[Rows from a pointing dataset]
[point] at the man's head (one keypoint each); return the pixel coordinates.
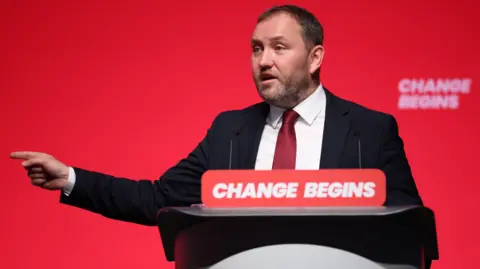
(287, 51)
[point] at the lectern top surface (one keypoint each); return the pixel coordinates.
(291, 211)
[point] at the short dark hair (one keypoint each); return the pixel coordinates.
(312, 30)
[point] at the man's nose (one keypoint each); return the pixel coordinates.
(266, 59)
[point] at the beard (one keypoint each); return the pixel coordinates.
(283, 92)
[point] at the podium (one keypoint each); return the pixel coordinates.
(400, 237)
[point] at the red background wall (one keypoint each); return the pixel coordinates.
(129, 88)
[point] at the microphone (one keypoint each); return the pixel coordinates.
(236, 132)
(357, 135)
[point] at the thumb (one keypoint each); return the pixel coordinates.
(34, 161)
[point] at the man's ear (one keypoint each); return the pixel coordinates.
(316, 58)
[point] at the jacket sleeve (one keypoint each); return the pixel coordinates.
(401, 187)
(138, 201)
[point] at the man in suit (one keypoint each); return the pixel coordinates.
(300, 125)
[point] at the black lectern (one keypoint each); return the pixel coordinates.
(300, 238)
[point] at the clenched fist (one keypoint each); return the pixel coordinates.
(44, 170)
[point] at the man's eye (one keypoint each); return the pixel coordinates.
(256, 49)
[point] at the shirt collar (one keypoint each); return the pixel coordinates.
(309, 109)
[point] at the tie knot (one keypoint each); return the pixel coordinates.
(290, 117)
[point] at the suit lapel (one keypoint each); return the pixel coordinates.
(249, 137)
(337, 125)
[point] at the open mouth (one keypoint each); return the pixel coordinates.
(265, 78)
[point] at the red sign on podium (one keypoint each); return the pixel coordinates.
(285, 188)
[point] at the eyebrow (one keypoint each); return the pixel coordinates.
(275, 38)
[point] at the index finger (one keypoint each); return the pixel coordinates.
(24, 155)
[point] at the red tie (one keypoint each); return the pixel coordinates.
(286, 149)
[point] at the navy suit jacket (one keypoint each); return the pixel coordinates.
(345, 124)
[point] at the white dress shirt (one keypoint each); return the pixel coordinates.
(308, 131)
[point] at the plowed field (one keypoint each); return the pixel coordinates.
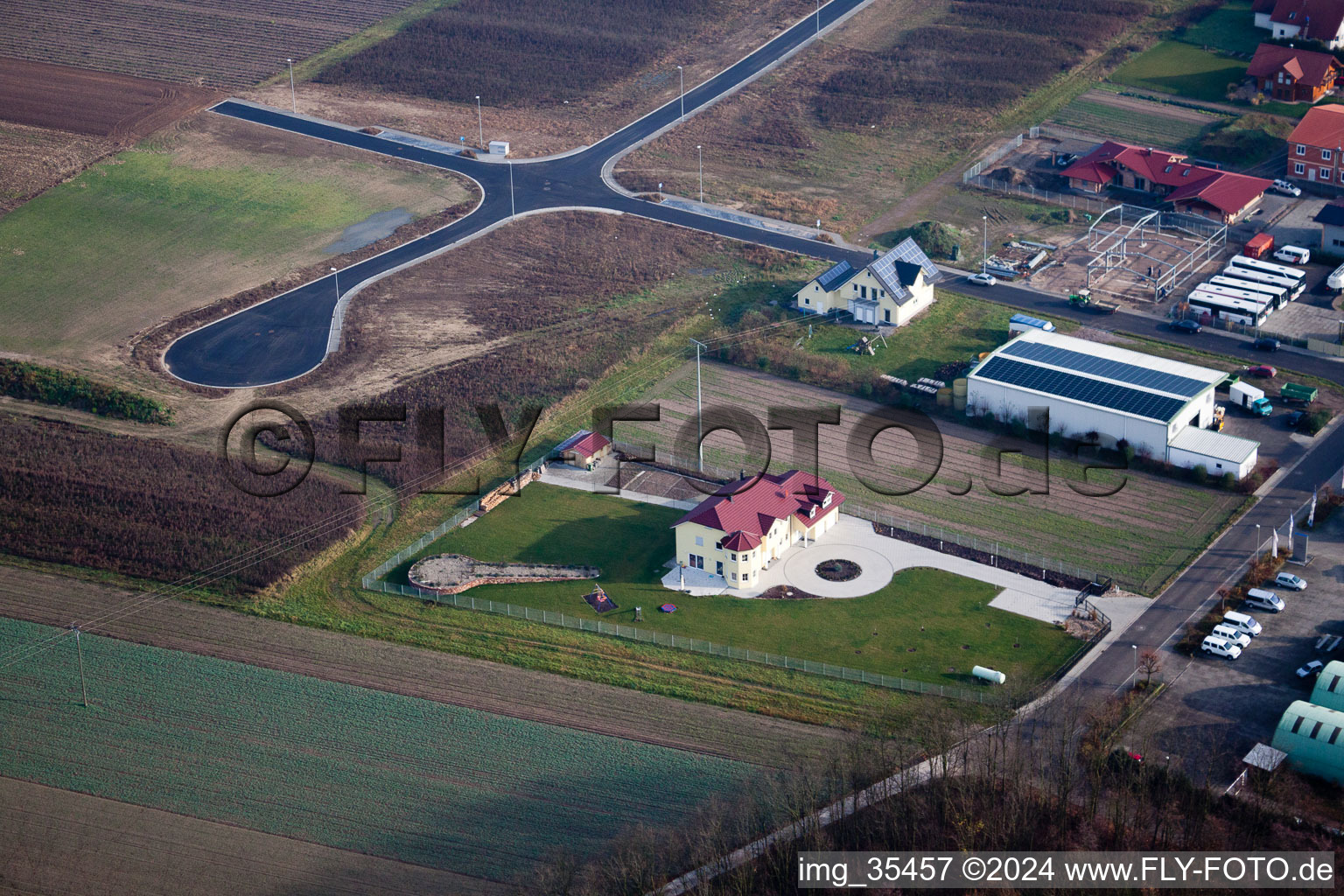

## Directions for this task
Copy out, word for word, everything from the line containing "[point] at the clenched" down to the end of the items. Leave the pictures out of your answer.

## Exercise output
[point] at the clenched fist (one keypoint each); return the pixel coordinates.
(44, 170)
[point] at the man's eye (one keypoint each); return the pixel coordinates.
(256, 49)
[point] at the shirt collar (one keypoint each); return the pixel coordinates.
(309, 109)
[point] at the tie knot (one keypoint each); return the pixel coordinates.
(290, 117)
[point] at the suit lapel (one keypoint each); return the pixel coordinates.
(249, 137)
(337, 125)
[point] at the open mouth (one keypoint each); return the pixel coordinates.
(265, 78)
[point] at the red sign on podium (one keypoint each); return the pixel coordinates.
(285, 188)
[point] at the eyebrow (one keypoint each); return the pixel coordinates.
(275, 38)
[point] at the index finger (one keypoint each); return the pixel coordinates.
(24, 155)
[point] at the red tie (one keypoint each); return the pixel coordinates.
(286, 149)
[point] at the navy suit jacket (one keypoint each); return the pixel coordinates.
(345, 124)
[point] at the white dress shirt (one keypoint each); return the pixel coordinates.
(308, 131)
[point] at the plowed field (one keypoint each); return the pixel coordinates.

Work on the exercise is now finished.